> [Work to complete]:
Answer these from the article about Hannah Dring:
(a) What was she doing when she found the lump?
(b) What is her job?
(c) What are her two sons' names?

Top of Source text

Mom Of Two Diagnosed With Breast Cancer At 31: “I Just Want To See My Boys Grow Up”
When a 31-year-old woman from Bourne, England, was diagnosed with an aggressive form of breast cancer, she made it her mission to educate women about the fact that the disease can strike at any age.
Hannah Dring found a lump in her breast while taking a shower.
“People ask me how I found it and it was purely by accident,” she told Stamford Mercury. “Was I regularly checking? No. Should I have been? Yes.
“I had a lump in the previous year when I was breast-feeding but it was nothing serious, just swollen lymph glands, so I wasn’t too worried. I thought it would probably be the same thing.”
But when Dring, who’s a primary school teacher, went to the doctor in September, she found out she had breast cancer. She was diagnosed with triple negative breast cancer, which is an aggressive form of the disease. This type is not fueled by estrogen, progesterone, or the HER2-neu protein, which makes it harder to treat.
“One in eight women will get [breast cancer] but I don’t want anyone else to go through this,” she said. “I feel like I’m taking one for the team.”
She also found out that she has a BRCA gene mutation.
So far, Dring has undergone chemotherapy. She is hopeful that she’ll be able to take part in an immunotherapy trial, and is planning on getting a double mastectomy. Undergoing radiation is also a possibility.
“The fatigue is the biggest thing,” she said. “It’s tiring anyway being the mum of two boys but this is something else. Imagine being tired, like when you’ve got a newborn, then triple it.”
It’s been tough at times for Dring to stay positive, but her husband, Dan, and her two little boys, Dylan and Henry, inspire her to keep going.
“The biggest thing for me is that I just want to see my boys grow up,” she said. “I don’t have a choice – I’ve got to fight this. I just have to get on with it. I can do that being grumpy and miserable or I can do it living my life to the full.”

Bottom of Source text
Top of Information provided

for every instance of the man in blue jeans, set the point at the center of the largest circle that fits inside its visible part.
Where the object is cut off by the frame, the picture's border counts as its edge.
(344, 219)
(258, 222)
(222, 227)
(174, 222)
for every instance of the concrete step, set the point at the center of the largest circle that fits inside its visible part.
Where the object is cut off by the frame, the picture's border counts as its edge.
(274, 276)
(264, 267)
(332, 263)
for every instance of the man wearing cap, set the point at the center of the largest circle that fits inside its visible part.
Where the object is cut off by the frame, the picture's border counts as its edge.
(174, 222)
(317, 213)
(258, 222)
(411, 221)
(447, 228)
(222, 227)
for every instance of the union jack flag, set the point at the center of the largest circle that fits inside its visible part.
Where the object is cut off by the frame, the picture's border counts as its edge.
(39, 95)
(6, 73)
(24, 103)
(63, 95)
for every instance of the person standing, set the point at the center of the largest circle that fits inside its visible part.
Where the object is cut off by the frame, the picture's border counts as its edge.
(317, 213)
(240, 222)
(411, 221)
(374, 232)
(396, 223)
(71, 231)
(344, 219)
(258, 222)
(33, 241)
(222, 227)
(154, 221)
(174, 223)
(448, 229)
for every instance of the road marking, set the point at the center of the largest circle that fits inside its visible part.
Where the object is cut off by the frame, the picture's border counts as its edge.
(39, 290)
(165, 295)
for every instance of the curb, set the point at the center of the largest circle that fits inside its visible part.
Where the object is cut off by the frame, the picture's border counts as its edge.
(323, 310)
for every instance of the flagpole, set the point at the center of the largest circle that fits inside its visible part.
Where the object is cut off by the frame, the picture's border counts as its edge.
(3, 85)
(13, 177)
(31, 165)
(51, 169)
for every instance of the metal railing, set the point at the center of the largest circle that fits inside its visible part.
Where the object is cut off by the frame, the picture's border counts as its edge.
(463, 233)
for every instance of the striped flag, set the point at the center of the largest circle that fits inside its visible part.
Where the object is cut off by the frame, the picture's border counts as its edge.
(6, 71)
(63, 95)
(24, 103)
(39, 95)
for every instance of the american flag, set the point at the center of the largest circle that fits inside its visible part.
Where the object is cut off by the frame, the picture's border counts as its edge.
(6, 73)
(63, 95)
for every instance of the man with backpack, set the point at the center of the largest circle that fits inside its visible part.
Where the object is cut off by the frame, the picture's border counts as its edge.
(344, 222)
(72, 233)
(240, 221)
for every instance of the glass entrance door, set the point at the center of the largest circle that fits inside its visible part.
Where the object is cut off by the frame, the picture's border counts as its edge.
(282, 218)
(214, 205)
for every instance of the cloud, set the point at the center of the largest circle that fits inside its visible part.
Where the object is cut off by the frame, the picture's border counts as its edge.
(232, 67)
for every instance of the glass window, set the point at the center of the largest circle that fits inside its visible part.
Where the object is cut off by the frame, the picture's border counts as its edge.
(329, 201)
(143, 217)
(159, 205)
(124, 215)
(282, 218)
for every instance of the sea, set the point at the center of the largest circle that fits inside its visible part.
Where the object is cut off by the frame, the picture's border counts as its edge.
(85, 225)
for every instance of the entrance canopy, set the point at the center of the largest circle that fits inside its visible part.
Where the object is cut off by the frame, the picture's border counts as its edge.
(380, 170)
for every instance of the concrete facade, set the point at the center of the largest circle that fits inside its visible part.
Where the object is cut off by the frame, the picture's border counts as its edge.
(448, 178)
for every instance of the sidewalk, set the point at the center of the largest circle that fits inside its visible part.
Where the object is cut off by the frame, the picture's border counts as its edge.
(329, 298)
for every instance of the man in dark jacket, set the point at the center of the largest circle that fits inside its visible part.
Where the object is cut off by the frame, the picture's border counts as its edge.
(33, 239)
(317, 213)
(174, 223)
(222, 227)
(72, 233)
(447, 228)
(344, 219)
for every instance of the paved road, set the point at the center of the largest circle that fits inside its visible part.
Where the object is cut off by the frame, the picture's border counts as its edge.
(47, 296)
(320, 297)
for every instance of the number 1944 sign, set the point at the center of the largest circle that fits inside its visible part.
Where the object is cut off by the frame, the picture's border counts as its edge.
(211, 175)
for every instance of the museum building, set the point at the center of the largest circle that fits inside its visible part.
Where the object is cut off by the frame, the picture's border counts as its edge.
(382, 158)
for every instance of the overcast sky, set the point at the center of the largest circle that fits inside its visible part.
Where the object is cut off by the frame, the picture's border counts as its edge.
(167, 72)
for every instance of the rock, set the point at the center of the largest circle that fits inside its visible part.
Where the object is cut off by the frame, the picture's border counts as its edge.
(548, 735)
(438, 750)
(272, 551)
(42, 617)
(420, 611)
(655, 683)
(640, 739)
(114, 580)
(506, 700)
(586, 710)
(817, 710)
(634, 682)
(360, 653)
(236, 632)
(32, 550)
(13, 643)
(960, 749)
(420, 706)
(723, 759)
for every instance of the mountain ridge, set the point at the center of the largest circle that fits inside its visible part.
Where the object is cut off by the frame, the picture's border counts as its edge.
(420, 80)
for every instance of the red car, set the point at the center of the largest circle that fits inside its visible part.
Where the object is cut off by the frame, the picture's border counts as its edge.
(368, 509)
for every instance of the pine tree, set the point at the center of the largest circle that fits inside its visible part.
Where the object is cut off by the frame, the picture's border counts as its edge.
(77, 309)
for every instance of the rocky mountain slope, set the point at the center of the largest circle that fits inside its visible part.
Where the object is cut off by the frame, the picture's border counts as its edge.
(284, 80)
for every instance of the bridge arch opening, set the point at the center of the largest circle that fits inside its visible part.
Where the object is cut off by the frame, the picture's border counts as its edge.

Bottom of Information provided

> [Solution for this exercise]:
(a) Taking a shower.
(b) Primary school teacher.
(c) Dylan and Henry.